Exercise directions | Given the entries that follow, write out exactly the lines starting at the one containing "Each <instance> block" and ending at the one containing "226L268 213L243 222L237", both ends included, and only those.

Available records |
----------
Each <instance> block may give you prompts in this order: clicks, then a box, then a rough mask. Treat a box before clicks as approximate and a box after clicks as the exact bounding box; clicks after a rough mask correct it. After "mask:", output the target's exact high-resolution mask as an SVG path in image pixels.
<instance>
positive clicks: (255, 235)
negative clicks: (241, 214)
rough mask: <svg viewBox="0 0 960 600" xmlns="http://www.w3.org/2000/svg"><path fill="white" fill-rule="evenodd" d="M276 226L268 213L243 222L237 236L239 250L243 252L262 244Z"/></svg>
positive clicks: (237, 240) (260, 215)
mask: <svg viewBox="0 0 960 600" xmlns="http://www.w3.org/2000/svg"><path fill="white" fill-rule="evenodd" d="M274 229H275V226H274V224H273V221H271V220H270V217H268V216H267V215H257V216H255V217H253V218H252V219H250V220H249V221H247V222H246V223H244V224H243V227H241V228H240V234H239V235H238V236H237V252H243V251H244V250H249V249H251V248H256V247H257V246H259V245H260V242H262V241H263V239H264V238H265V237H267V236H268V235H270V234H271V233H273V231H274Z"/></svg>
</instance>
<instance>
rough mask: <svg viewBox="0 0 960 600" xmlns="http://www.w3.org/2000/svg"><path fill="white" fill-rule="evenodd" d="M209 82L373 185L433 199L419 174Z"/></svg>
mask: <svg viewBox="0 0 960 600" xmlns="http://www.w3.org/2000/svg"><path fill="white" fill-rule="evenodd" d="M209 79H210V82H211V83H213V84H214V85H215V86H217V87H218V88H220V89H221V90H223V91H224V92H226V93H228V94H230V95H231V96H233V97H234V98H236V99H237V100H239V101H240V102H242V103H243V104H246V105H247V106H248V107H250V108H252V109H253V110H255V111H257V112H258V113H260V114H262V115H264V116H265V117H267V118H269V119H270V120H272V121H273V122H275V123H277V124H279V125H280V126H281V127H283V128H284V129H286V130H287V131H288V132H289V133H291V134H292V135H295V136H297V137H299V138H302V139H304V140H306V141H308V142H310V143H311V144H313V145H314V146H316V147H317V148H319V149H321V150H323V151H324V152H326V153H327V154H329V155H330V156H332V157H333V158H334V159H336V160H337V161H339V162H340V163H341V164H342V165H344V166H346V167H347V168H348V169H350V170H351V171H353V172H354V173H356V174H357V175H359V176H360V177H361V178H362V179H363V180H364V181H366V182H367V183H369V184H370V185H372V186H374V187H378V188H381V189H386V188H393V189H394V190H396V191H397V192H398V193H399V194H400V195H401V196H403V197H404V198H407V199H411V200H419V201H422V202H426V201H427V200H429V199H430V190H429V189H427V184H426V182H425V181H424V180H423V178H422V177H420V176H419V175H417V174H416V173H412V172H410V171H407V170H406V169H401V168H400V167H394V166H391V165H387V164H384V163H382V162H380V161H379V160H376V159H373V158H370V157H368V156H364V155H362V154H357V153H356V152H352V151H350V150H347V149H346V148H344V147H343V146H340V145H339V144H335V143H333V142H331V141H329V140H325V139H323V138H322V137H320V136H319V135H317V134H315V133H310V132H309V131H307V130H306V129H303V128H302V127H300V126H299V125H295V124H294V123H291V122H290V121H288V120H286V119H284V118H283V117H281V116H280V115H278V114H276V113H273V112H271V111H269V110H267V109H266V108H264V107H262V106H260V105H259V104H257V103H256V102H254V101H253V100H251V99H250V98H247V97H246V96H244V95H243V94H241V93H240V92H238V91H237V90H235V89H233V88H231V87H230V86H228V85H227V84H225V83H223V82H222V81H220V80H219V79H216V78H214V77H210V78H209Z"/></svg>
----------
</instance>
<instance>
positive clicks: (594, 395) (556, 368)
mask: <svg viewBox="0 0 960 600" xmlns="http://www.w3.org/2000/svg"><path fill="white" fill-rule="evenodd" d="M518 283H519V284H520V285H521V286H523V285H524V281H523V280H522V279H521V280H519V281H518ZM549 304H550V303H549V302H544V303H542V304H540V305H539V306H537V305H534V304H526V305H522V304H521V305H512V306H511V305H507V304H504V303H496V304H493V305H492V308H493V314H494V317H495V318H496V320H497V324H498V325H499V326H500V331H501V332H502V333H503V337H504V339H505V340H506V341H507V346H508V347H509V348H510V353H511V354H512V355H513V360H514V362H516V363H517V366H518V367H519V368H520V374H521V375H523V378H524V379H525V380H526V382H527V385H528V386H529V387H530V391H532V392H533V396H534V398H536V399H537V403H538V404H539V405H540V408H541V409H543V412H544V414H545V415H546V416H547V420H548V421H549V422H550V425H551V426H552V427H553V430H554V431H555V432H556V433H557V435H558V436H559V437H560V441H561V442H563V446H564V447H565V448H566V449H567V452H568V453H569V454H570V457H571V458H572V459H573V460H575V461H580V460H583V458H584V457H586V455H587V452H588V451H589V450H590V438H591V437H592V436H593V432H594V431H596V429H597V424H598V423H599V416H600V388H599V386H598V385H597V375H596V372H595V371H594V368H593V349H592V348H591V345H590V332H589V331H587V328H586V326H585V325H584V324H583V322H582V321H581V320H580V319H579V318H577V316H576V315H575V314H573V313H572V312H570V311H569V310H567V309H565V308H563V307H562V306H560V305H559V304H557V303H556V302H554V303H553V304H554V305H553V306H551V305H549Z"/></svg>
----------
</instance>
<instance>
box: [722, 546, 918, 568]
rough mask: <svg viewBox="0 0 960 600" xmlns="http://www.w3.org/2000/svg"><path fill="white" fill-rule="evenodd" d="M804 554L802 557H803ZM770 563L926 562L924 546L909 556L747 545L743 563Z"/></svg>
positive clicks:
----------
Written solution |
Each <instance> block may give you prompts in this order: clicks, then a box, then a rough mask. Treat a box before clicks as approximate and a box after clicks as the exact bounding box; clicks after a rough mask correct it. After "mask:", output the target's exact high-resolution mask as an SVG path in image pixels.
<instance>
positive clicks: (255, 235)
negative clicks: (241, 214)
rough mask: <svg viewBox="0 0 960 600" xmlns="http://www.w3.org/2000/svg"><path fill="white" fill-rule="evenodd" d="M276 226L268 213L243 222L237 236L239 250L243 252L262 244Z"/></svg>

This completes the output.